_Tarefas do exercício:_
1. Transcreva, do texto sobre os governos monárquicos, o trecho que se inicia com as palavras "Acredito que a" e se encerra com "começa o outro.".
2. No texto sobre os governos monárquicos, qual aforismo sintetiza a realidade histórica nele mencionada?

_Texto apresentado:_
++++++
Acredito que a imprevidência dos
governos republicanos, com sua visão de curto alcance, seja a principal
desvantagem em relação ao governo monárquico. Voltado para empreendimentos de
longo alcance e objetivos duradouros, o monarca beneficia a população por muitos
séculos, mesmo se a intenção original é beneficiar a própria família. É tão
grande a interpenetração do interesse público com o interesse privado, que não
se distingue onde termina um e onde começa o outro.
Os governos
monárquicos são de índole familiar, estruturados ao longo das gerações, daí
terem muito melhores condições para implantar projetos de longa duração. Começam
a executá-los, mas muitas vezes não os concluem, legando aos descendentes essa
tarefa e os seus benefícios. Nas atividades humanas, nada é perfeito, portanto
está bem longe da minha intenção atribuir só virtudes a uma forma de governo e
só erros a outras. Mas o fato concreto é que a monarquia sempre aproveitou a
experiência do passado para dar rumo definido e coerente ao futuro. Uma
realidade histórica amplamente reconhecida, sintetizada neste aforismo: O
monarca pensa na próxima geração; o presidente, na próxima
eleição.
++++++
_Material apresentado:_
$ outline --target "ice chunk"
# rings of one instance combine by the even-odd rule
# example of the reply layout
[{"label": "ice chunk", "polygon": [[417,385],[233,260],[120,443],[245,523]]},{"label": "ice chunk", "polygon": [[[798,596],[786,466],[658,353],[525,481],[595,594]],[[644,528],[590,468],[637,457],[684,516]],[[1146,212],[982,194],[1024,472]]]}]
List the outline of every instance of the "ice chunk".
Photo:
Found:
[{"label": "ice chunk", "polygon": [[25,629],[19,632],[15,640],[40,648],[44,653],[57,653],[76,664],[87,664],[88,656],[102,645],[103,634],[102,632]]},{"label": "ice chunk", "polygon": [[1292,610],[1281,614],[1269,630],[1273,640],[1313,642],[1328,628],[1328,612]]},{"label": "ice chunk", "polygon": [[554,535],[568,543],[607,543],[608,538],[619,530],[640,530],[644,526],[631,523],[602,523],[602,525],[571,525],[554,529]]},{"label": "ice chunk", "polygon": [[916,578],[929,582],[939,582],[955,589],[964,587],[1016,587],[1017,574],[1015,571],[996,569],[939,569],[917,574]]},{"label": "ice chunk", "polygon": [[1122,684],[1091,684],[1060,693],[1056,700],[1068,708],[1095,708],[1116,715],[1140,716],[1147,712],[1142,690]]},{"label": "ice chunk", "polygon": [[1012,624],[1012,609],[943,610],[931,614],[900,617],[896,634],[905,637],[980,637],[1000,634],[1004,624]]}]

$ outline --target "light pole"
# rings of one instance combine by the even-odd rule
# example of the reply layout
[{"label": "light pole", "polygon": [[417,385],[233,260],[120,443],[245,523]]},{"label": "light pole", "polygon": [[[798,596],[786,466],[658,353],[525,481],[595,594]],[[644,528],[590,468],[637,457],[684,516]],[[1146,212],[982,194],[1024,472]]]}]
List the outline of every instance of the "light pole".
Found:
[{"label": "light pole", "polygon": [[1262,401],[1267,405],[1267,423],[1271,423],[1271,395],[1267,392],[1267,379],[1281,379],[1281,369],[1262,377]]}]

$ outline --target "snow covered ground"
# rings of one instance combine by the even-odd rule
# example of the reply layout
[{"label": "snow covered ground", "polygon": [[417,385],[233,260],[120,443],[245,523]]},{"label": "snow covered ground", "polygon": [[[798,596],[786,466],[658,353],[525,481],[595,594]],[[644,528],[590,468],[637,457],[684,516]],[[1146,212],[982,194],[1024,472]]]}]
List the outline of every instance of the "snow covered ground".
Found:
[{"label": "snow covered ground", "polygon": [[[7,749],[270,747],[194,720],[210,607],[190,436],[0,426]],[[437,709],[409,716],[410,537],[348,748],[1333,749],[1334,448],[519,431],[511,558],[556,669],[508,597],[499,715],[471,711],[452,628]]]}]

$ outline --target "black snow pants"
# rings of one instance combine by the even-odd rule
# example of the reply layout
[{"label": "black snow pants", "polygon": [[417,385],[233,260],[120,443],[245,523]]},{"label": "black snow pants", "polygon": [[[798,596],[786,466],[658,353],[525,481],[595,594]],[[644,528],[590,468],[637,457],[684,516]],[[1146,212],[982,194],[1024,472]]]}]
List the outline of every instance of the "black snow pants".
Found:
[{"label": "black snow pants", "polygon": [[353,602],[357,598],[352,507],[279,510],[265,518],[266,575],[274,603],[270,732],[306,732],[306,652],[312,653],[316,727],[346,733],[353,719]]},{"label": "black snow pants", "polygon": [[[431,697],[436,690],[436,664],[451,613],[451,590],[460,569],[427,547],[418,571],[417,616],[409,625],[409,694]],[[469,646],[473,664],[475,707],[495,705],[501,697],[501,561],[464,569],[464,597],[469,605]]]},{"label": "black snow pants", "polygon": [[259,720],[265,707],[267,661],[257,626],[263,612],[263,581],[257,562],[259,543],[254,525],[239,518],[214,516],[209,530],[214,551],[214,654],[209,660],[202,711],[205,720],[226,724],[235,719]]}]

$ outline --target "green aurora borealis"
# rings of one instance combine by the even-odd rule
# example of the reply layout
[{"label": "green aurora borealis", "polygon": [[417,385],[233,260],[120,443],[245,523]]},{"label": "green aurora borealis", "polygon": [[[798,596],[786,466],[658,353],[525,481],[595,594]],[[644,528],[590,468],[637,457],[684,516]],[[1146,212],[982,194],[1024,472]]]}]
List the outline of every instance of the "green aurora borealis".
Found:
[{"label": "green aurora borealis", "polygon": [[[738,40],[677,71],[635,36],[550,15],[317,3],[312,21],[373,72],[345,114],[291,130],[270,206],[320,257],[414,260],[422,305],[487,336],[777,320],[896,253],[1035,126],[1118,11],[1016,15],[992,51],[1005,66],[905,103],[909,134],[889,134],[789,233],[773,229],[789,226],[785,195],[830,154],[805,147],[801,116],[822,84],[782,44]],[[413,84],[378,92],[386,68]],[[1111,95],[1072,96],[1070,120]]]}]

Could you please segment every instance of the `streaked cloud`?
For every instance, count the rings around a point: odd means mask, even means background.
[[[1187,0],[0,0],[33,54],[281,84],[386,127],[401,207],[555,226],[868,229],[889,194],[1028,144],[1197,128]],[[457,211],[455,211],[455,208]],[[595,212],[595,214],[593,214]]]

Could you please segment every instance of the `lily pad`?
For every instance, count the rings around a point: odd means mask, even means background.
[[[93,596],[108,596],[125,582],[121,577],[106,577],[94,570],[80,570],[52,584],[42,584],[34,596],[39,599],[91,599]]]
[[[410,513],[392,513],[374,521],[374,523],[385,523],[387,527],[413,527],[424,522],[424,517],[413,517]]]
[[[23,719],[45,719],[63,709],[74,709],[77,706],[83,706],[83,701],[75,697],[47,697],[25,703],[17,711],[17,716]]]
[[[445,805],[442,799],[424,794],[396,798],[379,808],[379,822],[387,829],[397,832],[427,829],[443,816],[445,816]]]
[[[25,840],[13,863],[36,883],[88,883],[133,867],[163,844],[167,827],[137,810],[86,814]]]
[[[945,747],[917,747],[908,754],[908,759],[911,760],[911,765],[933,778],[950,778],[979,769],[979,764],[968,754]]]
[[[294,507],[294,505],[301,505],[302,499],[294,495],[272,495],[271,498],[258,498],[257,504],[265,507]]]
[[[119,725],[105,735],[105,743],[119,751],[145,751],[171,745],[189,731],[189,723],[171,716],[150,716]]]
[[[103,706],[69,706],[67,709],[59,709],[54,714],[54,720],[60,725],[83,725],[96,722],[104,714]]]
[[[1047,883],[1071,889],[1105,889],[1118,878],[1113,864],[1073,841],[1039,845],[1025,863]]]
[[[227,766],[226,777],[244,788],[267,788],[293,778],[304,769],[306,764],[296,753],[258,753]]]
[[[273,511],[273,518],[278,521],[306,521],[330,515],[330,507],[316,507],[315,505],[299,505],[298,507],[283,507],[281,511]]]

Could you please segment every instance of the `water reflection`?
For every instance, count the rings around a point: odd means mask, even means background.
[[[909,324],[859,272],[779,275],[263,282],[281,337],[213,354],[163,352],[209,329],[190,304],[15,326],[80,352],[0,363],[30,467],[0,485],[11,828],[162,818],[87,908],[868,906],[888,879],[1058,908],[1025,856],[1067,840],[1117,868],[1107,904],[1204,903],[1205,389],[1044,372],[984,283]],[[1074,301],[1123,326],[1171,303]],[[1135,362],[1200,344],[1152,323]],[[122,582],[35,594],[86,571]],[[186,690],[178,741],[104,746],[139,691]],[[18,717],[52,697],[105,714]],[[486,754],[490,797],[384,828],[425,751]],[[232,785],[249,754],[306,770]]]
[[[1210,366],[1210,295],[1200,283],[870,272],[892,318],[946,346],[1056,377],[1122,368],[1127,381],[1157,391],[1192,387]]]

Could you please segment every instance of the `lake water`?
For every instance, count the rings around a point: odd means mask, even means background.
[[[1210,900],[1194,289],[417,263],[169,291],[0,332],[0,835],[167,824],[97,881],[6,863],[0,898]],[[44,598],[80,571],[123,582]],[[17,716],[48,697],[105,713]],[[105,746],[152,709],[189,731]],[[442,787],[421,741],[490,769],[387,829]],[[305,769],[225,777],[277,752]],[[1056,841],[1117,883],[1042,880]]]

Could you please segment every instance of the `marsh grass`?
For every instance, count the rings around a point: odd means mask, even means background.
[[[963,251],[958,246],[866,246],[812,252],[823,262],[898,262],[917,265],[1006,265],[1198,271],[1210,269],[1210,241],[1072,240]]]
++++++
_Respostas por tarefa:_
1.
Acredito que a imprevidência dos
governos republicanos, com sua visão de curto alcance, seja a principal
desvantagem em relação ao governo monárquico. Voltado para empreendimentos de
longo alcance e objetivos duradouros, o monarca beneficia a população por muitos
séculos, mesmo se a intenção original é beneficiar a própria família. É tão
grande a interpenetração do interesse público com o interesse privado, que não
se distingue onde termina um e onde começa o outro.

2. "O monarca pensa na próxima geração; o presidente, na próxima eleição."